**What you have to do:** Extract the complete listing and output it unchanged.

**Given information:**
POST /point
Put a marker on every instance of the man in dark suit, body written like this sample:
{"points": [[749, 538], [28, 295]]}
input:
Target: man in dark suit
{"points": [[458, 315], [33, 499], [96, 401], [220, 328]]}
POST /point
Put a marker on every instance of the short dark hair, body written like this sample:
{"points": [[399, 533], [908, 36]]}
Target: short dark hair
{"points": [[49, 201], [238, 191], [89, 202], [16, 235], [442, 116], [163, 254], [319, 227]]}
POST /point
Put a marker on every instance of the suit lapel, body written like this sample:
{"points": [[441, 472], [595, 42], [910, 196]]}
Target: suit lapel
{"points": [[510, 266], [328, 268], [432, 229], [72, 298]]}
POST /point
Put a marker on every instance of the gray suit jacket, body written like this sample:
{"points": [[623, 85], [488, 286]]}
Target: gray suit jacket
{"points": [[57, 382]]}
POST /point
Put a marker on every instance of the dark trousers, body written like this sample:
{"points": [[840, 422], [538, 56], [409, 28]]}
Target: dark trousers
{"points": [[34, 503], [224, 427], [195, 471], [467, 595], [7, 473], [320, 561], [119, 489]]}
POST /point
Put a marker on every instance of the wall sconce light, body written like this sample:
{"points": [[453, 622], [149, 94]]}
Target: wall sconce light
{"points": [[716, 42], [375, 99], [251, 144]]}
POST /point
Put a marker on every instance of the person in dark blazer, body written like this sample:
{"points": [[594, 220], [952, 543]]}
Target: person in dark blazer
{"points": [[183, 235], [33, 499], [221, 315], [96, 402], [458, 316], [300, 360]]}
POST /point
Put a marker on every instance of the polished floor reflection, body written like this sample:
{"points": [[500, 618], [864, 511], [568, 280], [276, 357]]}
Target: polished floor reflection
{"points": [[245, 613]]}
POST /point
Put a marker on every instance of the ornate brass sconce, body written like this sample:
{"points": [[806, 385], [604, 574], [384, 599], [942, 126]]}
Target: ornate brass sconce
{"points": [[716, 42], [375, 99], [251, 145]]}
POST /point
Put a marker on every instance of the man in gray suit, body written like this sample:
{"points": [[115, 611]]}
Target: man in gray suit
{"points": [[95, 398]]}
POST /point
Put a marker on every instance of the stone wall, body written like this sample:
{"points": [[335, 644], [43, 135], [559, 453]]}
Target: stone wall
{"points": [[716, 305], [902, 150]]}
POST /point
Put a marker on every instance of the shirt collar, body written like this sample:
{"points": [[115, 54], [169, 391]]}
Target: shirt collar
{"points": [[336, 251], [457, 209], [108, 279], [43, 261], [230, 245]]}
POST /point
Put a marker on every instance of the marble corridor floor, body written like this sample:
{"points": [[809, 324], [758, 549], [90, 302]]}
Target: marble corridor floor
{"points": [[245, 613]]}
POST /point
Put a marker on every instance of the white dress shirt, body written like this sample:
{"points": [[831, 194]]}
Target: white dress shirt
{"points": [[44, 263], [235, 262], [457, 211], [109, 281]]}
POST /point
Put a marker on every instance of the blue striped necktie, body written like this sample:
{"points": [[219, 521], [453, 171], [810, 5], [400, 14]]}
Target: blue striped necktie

**Answer to the task:**
POST /point
Put a marker on every instance of the man in dark suit, body written like this sample:
{"points": [[749, 538], [28, 295]]}
input:
Target: man in dark suit
{"points": [[458, 315], [33, 499], [96, 401], [220, 328]]}
POST /point
Put a marker on every instance of the short dark hair, body written like this sample:
{"points": [[399, 533], [908, 36]]}
Target: short dark hair
{"points": [[49, 201], [238, 191], [89, 202], [16, 235], [442, 116], [163, 254], [319, 227]]}
POST /point
Put a marker on every instance of the suit lapel, body written like this sample:
{"points": [[441, 472], [595, 42], [910, 196]]}
Target: suit lapel
{"points": [[510, 266], [328, 268], [432, 229], [72, 298]]}
POST /point
Put a marker on every instance of the gray suit jacket, body written like this sample:
{"points": [[623, 85], [488, 286]]}
Target: gray suit jacket
{"points": [[57, 382]]}
POST /point
Put a marker on every instance of the dark trousers, body written like this sample:
{"points": [[840, 422], [538, 56], [409, 28]]}
Target: dark trousers
{"points": [[34, 503], [224, 427], [195, 471], [467, 595], [7, 473], [320, 561], [119, 489]]}
POST /point
Put a marker on every instance of the wall sconce light, body written like this sample:
{"points": [[453, 622], [149, 94]]}
Target: wall sconce light
{"points": [[716, 42], [375, 99], [251, 144]]}
POST /point
Put a marker on every instance of the person in dark blazer, body written like this sample:
{"points": [[594, 220], [952, 543]]}
Target: person in dark blazer
{"points": [[183, 235], [33, 499], [221, 315], [96, 402], [458, 316], [300, 360]]}
POST /point
Put a marker on every instance of the polished floor reflection, body written like this sample:
{"points": [[500, 618], [864, 511], [568, 280], [276, 357]]}
Target: polished floor reflection
{"points": [[245, 613]]}
POST /point
Put a marker on every instance of the ornate brass sconce, body written like this sample:
{"points": [[806, 385], [604, 574], [384, 599], [942, 126]]}
Target: ornate brass sconce
{"points": [[716, 42], [375, 99], [251, 145]]}
POST /point
Put a marker on every instance of the man in gray suit, body written like this sample:
{"points": [[115, 611]]}
Target: man in gray suit
{"points": [[95, 398]]}
POST /point
Put a marker on every instance of the stone wall, body written like this sample:
{"points": [[335, 644], [43, 135], [559, 453]]}
Target: stone wall
{"points": [[716, 305], [902, 150]]}
POST /point
Put a marker on every instance of the shirt collar, body written like this sample:
{"points": [[115, 54], [169, 391]]}
Target: shirt collar
{"points": [[336, 251], [457, 209], [108, 279], [43, 261], [230, 245]]}
POST /point
Put a marker on every instance of the marble corridor floor, body written like this sample:
{"points": [[809, 324], [758, 549], [90, 302]]}
Target: marble corridor floor
{"points": [[245, 613]]}
POST /point
Put a marker on every instance of the white dress shirt, body written like this sample:
{"points": [[831, 194]]}
Target: white dress shirt
{"points": [[44, 263], [235, 262], [457, 211], [109, 281]]}
POST /point
Put a marker on every instance of the blue striped necktie, body written like this sample:
{"points": [[219, 521], [453, 171], [810, 5], [400, 14]]}
Target: blue striped necktie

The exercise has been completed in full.